# Nyc Century Ride



## ROAD&DIRT (Mar 27, 2009)

NYC CENTURY is quickly approaching (3 weeks)

http://www.nyccentury.org/

I'll be riding my first century, has anyone here riden in it before? How are the roads, traffic etc.


----------



## gleeclub (Feb 28, 2009)

i dont plan on doing this century ride. i heard it's a ride that's stop and go constantly. you ride on the city streets and have to deal with other riders, cars and lights. 

someone please reply if im wrong


----------



## team_sheepshead (Jan 17, 2003)

I rode part of this event a few years ago. I rode with a newbie friend, so we did the "medium" ride. gleeclub is right. Much of the ride is on city streets. If you are not on a city street, you are on an MUT. I may be wrong, but I believe 0% of the route is closed to others (cars, bladers, peds, etc.). I remember a couple of low points:
1. Riding north from Canarsie through Bklyn, we were on streets with typically clueless drivers. We cyclists were in groups of three or four, spread out along the streets. Some cyclists stopped for lights and stop signs; some did not. So there was really no organization, if that's what you are looking for.
2. Coming back from Queens over the bridge (Triboro?), we had to walk up and down a bunch of stairs. 
3. The rest stops are well stocked, but they had exactly the same food at every stop. Hate to be picky, but it got old really fast.

So if you want to take a slow, urban ride to see the boroughs without having to worry about bringing a map and stopping at delis for food, this ride is for you. But if you want to really get out and ride, I would suggest doing the NY Cycle Club Escape New York ride a few weeks later. It's hilly, though.


----------



## ping771 (Apr 10, 2006)

gleeclub said:


> i dont plan on doing this century ride. i heard it's a ride that's stop and go constantly. you ride on the city streets and have to deal with other riders, cars and lights.
> 
> someone please reply if im wrong


I totally concur with Team Sheepshead. I did the Transportation Alternatives (the NYC century) a few years ago, and though it was fun riding with friends, I would not do it again. After a while, it's exhausting (from a lot of stop and starts) and riding on little dirt paths on certain areas. When I think of difficult ride, I mean in terms of hills, pace, etc. I don't mean dodging glass in the Bronx, expansion joints on roads, and worrying about cars and pedestrians (many streets are not blocked off) 

The Escape NY ride is tons better and actually, it's what most serious cyclists do all the time in NYC, that is, they start in Central Park and ride over the GWB, up 9W in NJ into Rockland County and back. I live in NJ near the GWB, and that ride up 9W into Rockland County has become second nature to me now. I would say that if it is first century, I would go really easy until you get into Rockland County, since whatever hills you climbed going there you'll probably have to redo them getting back.


----------



## ROAD&DIRT (Mar 27, 2009)

Wow a few negitives for this ride so far... I guess I should take it as it is and enjoy the long day of being out doors and also doing some riding, maybe I'll bailout and ride the 75 miler?

I will also be attempting to do another one two weeks after this. Maybe a better experience?


----------



## Steve B. (Jun 26, 2004)

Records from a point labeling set
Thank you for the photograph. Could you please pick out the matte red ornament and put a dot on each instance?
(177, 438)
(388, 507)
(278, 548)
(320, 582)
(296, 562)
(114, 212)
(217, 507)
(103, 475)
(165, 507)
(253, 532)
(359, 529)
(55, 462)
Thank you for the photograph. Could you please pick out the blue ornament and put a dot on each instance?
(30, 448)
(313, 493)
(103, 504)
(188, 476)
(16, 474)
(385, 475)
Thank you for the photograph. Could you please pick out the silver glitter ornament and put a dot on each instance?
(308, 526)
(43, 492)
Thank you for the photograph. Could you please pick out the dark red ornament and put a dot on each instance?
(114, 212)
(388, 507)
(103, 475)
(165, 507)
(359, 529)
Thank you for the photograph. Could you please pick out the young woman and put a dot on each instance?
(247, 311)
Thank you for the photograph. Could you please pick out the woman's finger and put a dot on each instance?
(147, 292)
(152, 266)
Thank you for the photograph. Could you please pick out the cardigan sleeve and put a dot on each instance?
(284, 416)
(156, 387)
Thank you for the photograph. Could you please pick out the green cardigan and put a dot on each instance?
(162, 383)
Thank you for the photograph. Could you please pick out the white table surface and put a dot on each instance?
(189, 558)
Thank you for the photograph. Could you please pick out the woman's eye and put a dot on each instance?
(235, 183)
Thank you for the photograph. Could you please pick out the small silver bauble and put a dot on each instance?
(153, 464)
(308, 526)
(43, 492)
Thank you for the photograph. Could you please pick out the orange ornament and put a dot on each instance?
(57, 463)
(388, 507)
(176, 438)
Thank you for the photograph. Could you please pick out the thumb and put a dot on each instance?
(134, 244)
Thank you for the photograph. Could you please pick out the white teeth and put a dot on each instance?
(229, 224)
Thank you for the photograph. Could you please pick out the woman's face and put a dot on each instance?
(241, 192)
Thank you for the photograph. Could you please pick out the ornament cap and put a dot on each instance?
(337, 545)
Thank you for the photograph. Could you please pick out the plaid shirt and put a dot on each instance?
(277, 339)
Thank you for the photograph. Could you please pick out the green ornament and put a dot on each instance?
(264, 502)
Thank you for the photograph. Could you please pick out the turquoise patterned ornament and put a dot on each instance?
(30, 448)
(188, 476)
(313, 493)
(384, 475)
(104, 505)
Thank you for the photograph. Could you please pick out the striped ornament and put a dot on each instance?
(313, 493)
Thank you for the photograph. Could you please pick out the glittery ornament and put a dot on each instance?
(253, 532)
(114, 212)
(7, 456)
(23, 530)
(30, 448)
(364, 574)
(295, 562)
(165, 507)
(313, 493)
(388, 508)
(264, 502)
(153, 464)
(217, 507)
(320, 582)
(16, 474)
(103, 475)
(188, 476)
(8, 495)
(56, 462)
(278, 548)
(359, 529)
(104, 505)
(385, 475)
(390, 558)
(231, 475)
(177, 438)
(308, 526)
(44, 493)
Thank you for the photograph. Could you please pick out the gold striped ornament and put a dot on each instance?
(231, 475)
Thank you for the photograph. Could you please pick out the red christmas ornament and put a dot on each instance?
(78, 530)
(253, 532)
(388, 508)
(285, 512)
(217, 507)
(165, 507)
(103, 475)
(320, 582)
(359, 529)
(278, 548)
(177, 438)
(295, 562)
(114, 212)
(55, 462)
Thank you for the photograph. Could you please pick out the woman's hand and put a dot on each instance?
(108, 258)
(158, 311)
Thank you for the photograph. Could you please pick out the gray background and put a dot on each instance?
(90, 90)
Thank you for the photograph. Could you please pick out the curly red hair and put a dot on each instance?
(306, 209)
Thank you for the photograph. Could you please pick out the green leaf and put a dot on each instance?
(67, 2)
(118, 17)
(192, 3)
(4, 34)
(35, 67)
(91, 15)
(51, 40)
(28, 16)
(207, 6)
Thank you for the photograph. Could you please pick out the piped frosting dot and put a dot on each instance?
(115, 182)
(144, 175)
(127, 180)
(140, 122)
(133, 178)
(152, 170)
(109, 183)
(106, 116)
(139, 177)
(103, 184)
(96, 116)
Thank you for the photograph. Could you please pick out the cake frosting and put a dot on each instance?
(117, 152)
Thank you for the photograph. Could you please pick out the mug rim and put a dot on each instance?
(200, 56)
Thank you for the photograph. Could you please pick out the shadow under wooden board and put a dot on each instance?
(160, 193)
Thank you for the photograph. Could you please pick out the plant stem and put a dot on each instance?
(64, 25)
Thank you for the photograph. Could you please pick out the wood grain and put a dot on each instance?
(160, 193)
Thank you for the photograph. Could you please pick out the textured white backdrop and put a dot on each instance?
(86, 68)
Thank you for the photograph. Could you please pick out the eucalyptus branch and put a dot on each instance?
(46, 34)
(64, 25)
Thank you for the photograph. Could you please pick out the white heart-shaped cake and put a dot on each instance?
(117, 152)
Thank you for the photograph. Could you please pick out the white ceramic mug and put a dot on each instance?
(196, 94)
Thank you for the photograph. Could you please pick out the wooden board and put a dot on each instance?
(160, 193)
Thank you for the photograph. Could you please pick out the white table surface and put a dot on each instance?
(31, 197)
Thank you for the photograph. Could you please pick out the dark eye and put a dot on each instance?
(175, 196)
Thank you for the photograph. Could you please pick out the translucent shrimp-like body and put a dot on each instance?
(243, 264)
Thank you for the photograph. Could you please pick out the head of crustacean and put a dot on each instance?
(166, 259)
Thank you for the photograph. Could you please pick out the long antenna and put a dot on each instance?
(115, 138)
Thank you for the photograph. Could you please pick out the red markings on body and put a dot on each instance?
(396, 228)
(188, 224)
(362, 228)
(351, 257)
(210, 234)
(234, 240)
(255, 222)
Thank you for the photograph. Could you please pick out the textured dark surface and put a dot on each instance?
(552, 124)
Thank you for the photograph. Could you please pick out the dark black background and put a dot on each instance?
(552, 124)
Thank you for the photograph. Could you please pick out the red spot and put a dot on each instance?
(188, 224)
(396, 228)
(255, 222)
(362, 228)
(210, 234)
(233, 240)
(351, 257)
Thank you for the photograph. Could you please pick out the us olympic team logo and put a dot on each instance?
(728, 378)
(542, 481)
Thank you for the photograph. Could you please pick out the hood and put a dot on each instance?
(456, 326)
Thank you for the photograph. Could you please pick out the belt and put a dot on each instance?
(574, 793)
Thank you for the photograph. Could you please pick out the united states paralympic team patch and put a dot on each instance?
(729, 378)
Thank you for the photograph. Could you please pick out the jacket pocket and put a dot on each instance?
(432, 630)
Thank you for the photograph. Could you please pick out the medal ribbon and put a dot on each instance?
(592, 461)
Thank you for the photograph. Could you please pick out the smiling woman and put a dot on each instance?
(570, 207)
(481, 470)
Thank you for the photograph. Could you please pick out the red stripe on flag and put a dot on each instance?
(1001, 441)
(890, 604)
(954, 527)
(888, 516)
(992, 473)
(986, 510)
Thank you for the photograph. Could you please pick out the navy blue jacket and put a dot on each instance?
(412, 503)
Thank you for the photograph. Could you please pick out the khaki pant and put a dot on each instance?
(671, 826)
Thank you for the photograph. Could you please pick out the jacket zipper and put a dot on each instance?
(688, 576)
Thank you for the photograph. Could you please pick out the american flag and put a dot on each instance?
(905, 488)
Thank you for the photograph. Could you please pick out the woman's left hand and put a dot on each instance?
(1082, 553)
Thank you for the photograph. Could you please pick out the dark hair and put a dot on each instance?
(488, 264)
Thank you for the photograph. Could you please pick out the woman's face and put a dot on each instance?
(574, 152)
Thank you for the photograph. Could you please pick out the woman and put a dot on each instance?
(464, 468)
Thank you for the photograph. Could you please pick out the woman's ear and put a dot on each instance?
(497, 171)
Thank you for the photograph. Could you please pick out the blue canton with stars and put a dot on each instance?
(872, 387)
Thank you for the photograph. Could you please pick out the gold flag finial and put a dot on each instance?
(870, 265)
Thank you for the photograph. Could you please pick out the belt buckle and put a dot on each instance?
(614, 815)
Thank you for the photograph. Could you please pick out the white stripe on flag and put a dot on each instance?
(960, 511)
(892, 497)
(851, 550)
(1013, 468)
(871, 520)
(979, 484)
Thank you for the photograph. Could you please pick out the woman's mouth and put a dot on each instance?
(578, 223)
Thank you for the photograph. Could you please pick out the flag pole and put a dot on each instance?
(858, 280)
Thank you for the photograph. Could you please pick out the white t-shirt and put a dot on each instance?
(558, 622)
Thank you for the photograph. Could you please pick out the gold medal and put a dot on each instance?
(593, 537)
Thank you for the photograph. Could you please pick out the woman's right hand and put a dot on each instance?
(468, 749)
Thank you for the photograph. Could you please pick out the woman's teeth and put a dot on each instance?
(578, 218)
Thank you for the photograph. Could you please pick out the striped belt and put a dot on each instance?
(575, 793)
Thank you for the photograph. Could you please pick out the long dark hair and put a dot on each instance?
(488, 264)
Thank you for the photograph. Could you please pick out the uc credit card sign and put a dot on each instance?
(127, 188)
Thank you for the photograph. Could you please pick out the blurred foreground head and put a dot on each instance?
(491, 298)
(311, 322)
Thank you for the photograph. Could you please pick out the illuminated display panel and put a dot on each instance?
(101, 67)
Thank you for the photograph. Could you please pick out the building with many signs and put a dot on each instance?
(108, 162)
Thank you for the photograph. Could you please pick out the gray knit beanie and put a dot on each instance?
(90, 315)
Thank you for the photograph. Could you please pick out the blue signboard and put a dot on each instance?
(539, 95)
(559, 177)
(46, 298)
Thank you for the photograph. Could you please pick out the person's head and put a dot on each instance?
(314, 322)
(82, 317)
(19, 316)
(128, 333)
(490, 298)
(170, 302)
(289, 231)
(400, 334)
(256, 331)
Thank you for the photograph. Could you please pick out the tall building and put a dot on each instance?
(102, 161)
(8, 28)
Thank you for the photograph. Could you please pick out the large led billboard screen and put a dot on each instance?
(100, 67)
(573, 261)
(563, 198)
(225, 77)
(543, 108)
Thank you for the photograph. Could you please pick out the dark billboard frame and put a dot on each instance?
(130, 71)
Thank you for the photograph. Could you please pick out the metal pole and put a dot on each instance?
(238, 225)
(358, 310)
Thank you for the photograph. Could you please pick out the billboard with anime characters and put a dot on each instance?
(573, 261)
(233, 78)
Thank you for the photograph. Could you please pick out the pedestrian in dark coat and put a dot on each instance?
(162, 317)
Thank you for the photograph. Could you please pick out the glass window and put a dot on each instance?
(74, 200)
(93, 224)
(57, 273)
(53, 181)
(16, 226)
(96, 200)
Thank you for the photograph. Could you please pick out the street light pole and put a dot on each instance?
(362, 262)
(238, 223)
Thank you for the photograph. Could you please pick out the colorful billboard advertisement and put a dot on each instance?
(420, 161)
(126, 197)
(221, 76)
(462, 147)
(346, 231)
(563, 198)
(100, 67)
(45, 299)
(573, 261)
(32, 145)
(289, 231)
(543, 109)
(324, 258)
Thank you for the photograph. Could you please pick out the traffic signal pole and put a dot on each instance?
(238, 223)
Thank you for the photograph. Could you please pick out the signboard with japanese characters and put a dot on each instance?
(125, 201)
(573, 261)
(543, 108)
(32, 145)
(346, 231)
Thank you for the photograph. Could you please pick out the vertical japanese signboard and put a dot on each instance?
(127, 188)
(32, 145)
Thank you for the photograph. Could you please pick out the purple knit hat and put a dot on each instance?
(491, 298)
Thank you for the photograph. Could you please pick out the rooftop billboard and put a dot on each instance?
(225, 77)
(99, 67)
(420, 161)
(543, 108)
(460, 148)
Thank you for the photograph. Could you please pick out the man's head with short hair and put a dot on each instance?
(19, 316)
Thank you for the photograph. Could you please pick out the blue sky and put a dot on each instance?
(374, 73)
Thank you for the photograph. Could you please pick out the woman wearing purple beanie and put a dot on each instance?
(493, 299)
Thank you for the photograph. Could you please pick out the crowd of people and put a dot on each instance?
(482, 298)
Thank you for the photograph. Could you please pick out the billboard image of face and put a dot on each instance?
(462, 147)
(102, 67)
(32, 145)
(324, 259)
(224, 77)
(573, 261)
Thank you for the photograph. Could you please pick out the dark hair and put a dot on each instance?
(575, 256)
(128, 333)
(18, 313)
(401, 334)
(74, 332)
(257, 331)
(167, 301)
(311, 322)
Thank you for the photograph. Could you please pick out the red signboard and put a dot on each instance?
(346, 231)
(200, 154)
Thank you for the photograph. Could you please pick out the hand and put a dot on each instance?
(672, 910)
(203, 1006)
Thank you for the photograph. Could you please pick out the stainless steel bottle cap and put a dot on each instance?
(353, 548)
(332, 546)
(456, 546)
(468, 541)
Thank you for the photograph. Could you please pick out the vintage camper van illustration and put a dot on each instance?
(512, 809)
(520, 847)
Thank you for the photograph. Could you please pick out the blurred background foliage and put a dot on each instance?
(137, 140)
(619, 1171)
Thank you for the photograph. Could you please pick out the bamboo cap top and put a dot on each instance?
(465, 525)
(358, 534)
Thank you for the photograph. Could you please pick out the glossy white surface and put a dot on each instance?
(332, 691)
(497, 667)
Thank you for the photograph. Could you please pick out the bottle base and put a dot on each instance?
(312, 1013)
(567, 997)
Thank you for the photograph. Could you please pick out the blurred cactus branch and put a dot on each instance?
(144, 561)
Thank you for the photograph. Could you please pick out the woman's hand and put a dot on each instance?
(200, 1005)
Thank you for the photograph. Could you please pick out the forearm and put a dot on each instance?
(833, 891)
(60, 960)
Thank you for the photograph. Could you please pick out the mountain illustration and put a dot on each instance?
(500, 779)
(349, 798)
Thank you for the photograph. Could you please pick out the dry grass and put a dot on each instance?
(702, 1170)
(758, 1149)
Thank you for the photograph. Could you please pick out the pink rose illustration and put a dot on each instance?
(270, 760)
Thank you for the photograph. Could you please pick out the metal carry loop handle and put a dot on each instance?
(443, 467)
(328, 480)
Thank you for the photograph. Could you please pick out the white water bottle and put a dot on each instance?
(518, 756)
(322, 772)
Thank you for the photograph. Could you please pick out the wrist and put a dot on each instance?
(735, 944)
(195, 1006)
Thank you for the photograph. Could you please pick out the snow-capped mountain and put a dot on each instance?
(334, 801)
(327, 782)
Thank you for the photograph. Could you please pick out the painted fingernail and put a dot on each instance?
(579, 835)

**STATED EXERCISE A**
In the rows, reproduce every line, starting at the one containing "base and put a dot on each instance?" and ending after the one containing "(758, 1149)".
**STATED EXERCISE B**
Carry on the forum thread about the NYC Century ride from the point where it stops.

**EXERCISE RESULT A**
Thank you for the photograph. Could you please pick out the bottle base and put a dot on each instance?
(312, 1013)
(567, 997)
Thank you for the photograph. Could you please pick out the blurred cactus branch and put a dot on each instance?
(144, 561)
Thank you for the photograph. Could you please pick out the woman's hand and put a dot on each instance?
(200, 1005)
Thank you for the photograph. Could you please pick out the forearm and put a dot on each instance?
(833, 891)
(60, 960)
Thank you for the photograph. Could you please pick out the mountain illustration and put a dot on each instance?
(500, 779)
(349, 798)
Thank you for the photograph. Could you please pick out the dry grass and put a dot on each instance?
(702, 1170)
(758, 1149)

**EXERCISE RESULT B**
ROAD&DIRT said:


> Wow a few negitives for this ride so far... I guess I should take it as it is and enjoy the long day of being out doors and also doing some riding, maybe I'll bailout and ride the 75 miler?
> 
> I will also be attempting to do another one two weeks after this. Maybe a better experience?


If it were my first, I'd skip it this year and do the Tour of the Hamptons in Southhampton, LI on 9/26. Flatter (mostly) a LOT less stopping/starting, great route. 

http://massparkbikeclub.org/toh.html

Or these two:

http://www.westchestercycleclub.org/goldenapple.php

http://www.sibike.org/

The Golden Apple is much hillier then the others, but in a very pretty area. Pumpkin Patch is flatter and less windy then ToH (usually).

I've done 2 full NYC's and one where I bailed out at Wards Island on the pedestrian bridge and back to Central Park. I found the Bronx bleh, only liking some of the area around Van Cortland and Riverside. Ditto other comments that it's a tough century, even if you make an effort to take it easy, due to the constant stop/starts. I think of it as the toughest century(s) I've ever done, and have zero interest in doing it again. 

Positive thoughts about it ?. 

- It's fun riding down 5th ave at 6:30AM with hundreds of other riders
- The Brooklyn Bridge is always a great ride, as is the bike path on the Belt (lot's of glass though)
- The ride finds some great area's to go back to, including some parks in the Bronx that I never knew existed.
- It takes you into some extreme corners of NYC that I found pretty cool, so it's a great way to see the city.

SB


----------



## Dumbod (Dec 31, 2004)

*An alternative opinion*

I really like this ride. I haven't done it for the last two years because of other commitments but I did it for the prior 7-8 years.

It's an urban ride with an open route so there is going to be some starting and stopping although it's nothing like the 5-boro. The best part of the ride, particularly for non-New Yorkers, is seeing parts of the city that you can't believe are NYC - long stretches of salt marshes, for example.

For a first timer, it's also nice to know that there's almost always a convenient bail out, the subway.

I recommend it to everyone.


----------



## jsedlak (Jun 17, 2008)

I am doing it - our local bike shop is putting together a good group that can complete it together so it should be fun.


----------



## ROAD&DIRT (Mar 27, 2009)

I rode a part of last years route this weekend with a friend who rode in last years century.

We actually started in NJ (Fort Lee) and headed out over the GW bridge and made our way down through Central Park. Then headed downtown over the Brooklyn Bridge, through Brooklyn and out on the MUT along side the Belt parkway. Alot of head winds coming off the bay area (I wasn't expecting that) and lot of people out riding and walking. Kind of like playing dodge-ball... but on bikes  

We then turn our ride back up I think Bay Ridge Ave (by Toy's "R" us) looking for Ocean Ave and headed our back up to Fort Lee. The overall ride was 52 Miles... not a bad ride, we took a slow pace. 

Looking forward to this years ride :thumbsup:


----------



## RkFast (Dec 11, 2004)

For some crazy reason, I love this ride. Yeah...lots of starts/stops, MUT paths, and what everyone else described. Definitely different than other Centuries in terms of pace, route and scenery.....but to me, thats what makes it great. I can ride down a two lane road any day.....I cant ride down the middle of Times Square too often!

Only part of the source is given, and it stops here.